_TEXTE PRÉSENTÉ_

++++++++++

De tous les peuples qui habitaient cette planète, les Européens de la Renaissance étaient les seules à posséder les moyens techniques, économiques, psychologiques indispensables à la mise en œuvre d’un vaste programme de grandes explorations. Les peuples qu’ils allaient affronter étaient trop primitifs, trop mal armés, trop préoccupés par leurs luttes intestines ou encore trop indifférents pour opposer une résistance efficace à l’Europe.

En fait, il existe un certain parallélisme entre les notions que le marin du XVe siècle se faisait du grand large et celles que l’astronaute se fait de l’espace; cependant, le navigateur était moins bien informé et ses chances de revenir dans son part d’attache d’une expédition demeuraient beaucoup plus faibles.

++++++++++

_CONSIGNES DE L'EXERCICE_
A. Réécrivez le texte sur les grandes explorations depuis « De tous les » jusqu'à « beaucoup plus faibles. », en substituant « Terre » à « planète ».
B. Relevez, dans le texte sur les grandes explorations, chacun des motifs pour lesquels les peuples affrontés ne pouvaient opposer une résistance efficace à l'Europe.
C. À qui le texte sur les grandes explorations compare-t-il le marin du XVe siècle ?
Le matériau qui suit est sans rapport avec le texte présenté.

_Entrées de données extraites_
++++++++++

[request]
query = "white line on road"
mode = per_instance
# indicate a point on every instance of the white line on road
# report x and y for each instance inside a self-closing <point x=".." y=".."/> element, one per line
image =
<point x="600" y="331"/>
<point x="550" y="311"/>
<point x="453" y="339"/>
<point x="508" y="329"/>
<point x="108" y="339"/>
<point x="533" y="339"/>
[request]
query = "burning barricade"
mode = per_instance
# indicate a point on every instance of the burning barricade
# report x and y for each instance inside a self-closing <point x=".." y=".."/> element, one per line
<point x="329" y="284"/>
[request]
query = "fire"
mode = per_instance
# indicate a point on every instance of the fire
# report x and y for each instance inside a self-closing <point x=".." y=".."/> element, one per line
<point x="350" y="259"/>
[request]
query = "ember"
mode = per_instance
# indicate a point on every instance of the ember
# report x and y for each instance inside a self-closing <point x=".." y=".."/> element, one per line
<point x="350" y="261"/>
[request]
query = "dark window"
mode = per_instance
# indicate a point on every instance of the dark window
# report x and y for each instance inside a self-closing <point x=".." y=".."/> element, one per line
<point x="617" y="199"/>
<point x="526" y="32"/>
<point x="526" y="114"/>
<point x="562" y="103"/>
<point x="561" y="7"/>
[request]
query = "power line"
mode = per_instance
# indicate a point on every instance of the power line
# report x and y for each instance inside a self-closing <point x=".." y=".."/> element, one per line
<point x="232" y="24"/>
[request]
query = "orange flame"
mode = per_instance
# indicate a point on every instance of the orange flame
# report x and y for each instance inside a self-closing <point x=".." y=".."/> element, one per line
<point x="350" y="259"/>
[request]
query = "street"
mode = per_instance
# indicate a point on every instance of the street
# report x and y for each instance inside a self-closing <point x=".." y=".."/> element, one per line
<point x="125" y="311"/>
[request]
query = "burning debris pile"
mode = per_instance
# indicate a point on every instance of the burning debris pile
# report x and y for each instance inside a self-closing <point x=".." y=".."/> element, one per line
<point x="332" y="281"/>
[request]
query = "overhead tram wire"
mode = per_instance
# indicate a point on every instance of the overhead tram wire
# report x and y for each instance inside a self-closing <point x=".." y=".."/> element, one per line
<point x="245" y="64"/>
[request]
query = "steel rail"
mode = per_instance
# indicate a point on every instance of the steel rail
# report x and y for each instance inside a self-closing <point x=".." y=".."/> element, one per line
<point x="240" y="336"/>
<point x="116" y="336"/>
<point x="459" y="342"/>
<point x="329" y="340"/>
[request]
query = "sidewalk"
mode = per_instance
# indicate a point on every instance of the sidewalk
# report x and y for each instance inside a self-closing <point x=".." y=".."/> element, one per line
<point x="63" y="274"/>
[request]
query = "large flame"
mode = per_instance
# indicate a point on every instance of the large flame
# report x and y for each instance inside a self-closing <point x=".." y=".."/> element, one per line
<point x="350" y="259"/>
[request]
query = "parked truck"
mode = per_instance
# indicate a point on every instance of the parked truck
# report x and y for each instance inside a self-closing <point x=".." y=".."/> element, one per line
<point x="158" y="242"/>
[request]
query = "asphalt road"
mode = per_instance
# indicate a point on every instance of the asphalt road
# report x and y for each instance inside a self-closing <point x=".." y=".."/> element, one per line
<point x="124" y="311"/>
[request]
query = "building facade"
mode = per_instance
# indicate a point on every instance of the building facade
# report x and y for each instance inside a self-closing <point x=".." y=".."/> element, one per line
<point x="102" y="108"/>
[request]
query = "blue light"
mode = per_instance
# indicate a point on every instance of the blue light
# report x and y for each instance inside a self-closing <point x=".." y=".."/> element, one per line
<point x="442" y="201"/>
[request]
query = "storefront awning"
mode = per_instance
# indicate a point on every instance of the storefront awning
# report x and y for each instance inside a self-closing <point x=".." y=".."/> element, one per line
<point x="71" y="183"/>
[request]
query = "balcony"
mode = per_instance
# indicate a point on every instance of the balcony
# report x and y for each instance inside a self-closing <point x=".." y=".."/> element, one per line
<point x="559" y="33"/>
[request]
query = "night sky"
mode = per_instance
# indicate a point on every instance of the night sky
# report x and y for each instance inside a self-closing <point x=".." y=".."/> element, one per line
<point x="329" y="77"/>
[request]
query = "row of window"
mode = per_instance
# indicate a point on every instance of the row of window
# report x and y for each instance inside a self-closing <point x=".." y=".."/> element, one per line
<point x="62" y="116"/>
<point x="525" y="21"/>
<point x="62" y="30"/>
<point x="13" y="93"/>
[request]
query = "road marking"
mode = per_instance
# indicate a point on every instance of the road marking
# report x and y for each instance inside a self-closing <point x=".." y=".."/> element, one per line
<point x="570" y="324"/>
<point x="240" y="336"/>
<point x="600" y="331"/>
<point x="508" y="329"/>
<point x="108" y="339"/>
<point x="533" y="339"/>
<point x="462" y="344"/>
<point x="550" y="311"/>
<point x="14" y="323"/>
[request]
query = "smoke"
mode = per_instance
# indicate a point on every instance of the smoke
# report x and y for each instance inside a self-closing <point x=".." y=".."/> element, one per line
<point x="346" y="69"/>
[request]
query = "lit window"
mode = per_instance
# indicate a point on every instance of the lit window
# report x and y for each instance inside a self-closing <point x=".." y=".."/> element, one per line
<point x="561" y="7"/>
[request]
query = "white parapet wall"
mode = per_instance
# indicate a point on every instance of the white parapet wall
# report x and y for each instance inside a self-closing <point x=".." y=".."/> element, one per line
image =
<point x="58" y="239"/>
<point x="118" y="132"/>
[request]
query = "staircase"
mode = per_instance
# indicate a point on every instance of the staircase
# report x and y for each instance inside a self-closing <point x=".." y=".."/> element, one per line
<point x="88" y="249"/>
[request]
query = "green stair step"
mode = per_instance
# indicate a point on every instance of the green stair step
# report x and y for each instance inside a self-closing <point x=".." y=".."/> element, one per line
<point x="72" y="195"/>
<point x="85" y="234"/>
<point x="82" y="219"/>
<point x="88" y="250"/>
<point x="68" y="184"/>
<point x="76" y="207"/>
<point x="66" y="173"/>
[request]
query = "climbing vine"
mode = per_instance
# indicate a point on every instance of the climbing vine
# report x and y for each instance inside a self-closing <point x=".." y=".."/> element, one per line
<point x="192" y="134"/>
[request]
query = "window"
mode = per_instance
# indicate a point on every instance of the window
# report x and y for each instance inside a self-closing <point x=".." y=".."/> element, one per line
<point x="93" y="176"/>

++++++++++

_RÉPONSES ATTENDUES_
A.
De tous les peuples qui habitaient cette Terre, les Européens de la Renaissance étaient les seules à posséder les moyens techniques, économiques, psychologiques indispensables à la mise en œuvre d’un vaste programme de grandes explorations. Les peuples qu’ils allaient affronter étaient trop primitifs, trop mal armés, trop préoccupés par leurs luttes intestines ou encore trop indifférents pour opposer une résistance efficace à l’Europe.

En fait, il existe un certain parallélisme entre les notions que le marin du XVe siècle se faisait du grand large et celles que l’astronaute se fait de l’espace; cependant, le navigateur était moins bien informé et ses chances de revenir dans son part d’attache d’une expédition demeuraient beaucoup plus faibles.

B. Ils étaient trop primitifs, trop mal armés, trop préoccupés par leurs luttes intestines ou trop indifférents.

C. À l'astronaute.